[Raw records]
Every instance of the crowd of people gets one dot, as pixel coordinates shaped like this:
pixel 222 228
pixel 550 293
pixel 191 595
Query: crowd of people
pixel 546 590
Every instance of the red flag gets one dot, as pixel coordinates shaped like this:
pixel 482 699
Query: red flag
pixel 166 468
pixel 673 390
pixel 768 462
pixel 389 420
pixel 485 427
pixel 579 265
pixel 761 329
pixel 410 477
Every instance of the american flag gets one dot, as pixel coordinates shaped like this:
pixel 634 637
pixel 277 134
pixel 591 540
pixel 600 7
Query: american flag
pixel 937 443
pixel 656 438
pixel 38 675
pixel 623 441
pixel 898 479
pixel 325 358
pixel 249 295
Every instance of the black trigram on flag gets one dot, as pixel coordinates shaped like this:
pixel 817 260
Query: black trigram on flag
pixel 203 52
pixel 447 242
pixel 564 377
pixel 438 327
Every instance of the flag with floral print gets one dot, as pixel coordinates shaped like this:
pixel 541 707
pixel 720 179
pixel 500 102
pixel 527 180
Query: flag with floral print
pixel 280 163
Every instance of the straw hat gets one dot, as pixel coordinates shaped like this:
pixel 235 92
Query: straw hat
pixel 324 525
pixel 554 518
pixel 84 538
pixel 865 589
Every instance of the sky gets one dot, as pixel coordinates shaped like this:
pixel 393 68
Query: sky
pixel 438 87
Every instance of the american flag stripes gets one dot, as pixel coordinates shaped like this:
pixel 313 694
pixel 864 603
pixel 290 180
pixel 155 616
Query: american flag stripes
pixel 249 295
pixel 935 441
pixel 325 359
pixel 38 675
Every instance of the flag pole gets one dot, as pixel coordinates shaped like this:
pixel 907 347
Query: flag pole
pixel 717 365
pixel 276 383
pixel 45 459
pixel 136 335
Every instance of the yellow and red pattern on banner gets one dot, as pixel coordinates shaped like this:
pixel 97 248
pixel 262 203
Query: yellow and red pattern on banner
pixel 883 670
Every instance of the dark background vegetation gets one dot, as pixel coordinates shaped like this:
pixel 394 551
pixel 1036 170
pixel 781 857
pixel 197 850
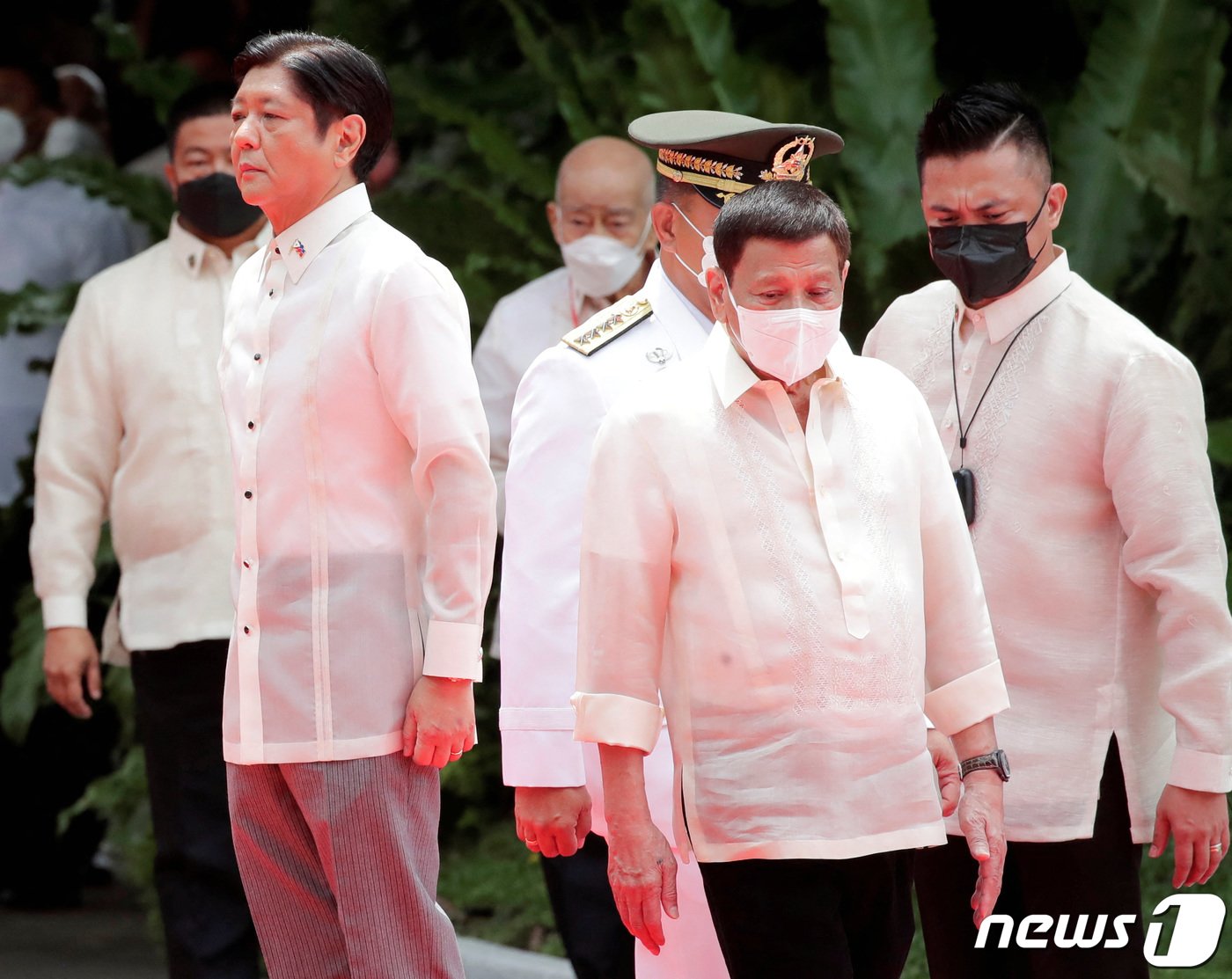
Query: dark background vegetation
pixel 490 94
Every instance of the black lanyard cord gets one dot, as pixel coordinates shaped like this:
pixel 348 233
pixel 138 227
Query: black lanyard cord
pixel 954 369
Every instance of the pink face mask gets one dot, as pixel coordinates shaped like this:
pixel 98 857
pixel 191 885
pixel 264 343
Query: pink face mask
pixel 788 344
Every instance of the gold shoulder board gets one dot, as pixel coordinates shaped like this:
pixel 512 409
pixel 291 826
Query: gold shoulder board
pixel 609 323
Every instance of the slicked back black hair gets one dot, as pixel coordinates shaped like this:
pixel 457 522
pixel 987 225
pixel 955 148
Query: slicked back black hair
pixel 778 211
pixel 335 77
pixel 981 117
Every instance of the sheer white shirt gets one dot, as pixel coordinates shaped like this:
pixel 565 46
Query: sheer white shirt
pixel 133 433
pixel 365 507
pixel 1098 539
pixel 797 596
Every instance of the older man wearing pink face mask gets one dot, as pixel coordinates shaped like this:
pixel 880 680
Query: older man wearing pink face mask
pixel 773 550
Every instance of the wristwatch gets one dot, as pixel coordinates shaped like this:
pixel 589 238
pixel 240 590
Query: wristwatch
pixel 994 760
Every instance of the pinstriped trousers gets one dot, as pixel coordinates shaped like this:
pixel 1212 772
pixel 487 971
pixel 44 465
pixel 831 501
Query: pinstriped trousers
pixel 339 861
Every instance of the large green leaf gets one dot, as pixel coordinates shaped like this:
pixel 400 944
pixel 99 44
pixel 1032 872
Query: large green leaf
pixel 883 82
pixel 1149 63
pixel 33 308
pixel 22 691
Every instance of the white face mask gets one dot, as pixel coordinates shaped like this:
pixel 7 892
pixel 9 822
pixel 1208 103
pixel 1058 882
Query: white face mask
pixel 708 252
pixel 788 344
pixel 599 265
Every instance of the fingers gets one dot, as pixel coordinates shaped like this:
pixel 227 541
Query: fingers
pixel 977 843
pixel 1192 859
pixel 669 901
pixel 1160 837
pixel 94 677
pixel 67 691
pixel 988 886
pixel 951 790
pixel 643 919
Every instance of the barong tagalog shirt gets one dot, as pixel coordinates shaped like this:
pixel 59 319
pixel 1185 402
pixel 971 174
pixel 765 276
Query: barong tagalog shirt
pixel 1098 538
pixel 365 507
pixel 133 433
pixel 798 597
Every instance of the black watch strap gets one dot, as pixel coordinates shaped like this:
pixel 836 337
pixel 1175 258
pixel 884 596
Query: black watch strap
pixel 994 760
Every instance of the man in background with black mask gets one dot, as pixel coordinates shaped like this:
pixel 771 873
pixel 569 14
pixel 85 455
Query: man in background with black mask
pixel 133 433
pixel 1078 443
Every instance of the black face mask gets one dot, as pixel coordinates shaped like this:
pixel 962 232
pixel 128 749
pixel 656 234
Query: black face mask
pixel 985 260
pixel 215 206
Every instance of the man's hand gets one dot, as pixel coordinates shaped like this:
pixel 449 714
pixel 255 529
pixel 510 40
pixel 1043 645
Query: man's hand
pixel 554 822
pixel 981 816
pixel 642 871
pixel 70 664
pixel 948 775
pixel 1198 822
pixel 440 720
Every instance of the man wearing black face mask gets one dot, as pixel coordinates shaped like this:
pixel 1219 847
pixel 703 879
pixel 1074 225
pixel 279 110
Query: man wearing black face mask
pixel 1078 443
pixel 133 433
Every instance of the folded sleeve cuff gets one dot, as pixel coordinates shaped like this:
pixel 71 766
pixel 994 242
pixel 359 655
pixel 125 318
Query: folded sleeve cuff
pixel 64 611
pixel 1200 772
pixel 616 720
pixel 969 699
pixel 453 649
pixel 538 748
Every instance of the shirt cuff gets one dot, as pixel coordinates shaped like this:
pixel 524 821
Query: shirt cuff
pixel 616 720
pixel 539 755
pixel 1199 771
pixel 453 649
pixel 64 611
pixel 969 699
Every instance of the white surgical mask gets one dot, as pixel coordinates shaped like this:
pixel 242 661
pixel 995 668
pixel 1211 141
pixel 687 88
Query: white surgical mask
pixel 708 252
pixel 788 344
pixel 599 265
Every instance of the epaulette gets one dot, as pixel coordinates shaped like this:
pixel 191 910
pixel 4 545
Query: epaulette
pixel 610 323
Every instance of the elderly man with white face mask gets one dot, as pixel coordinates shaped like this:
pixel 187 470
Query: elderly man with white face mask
pixel 773 547
pixel 600 218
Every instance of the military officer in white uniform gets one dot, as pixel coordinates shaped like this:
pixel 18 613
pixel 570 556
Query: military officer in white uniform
pixel 704 157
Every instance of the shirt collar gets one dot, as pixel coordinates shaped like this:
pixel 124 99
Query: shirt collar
pixel 193 252
pixel 299 244
pixel 733 377
pixel 668 292
pixel 1009 311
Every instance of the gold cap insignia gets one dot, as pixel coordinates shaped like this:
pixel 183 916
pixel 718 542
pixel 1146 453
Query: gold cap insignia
pixel 791 162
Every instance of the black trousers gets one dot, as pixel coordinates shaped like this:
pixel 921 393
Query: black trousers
pixel 179 695
pixel 813 919
pixel 595 939
pixel 1077 877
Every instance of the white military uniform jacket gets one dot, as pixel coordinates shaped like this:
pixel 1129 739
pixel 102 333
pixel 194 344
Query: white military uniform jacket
pixel 560 405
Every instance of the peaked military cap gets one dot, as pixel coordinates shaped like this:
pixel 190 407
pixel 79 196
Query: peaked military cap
pixel 721 154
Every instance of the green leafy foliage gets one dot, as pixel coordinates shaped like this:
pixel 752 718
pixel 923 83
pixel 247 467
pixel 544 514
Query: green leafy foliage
pixel 883 83
pixel 33 308
pixel 22 691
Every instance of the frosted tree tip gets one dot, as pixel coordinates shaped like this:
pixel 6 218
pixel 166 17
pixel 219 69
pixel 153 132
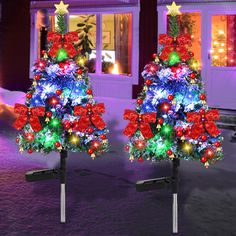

What is asked:
Reproduce the data above verbatim, from its first line through the line containing "pixel 546 590", inclusive.

Answer:
Every instance of the crowd of people gets one dot, as pixel coordinates shaped like this:
pixel 222 228
pixel 550 293
pixel 191 595
Query: crowd of people
pixel 546 590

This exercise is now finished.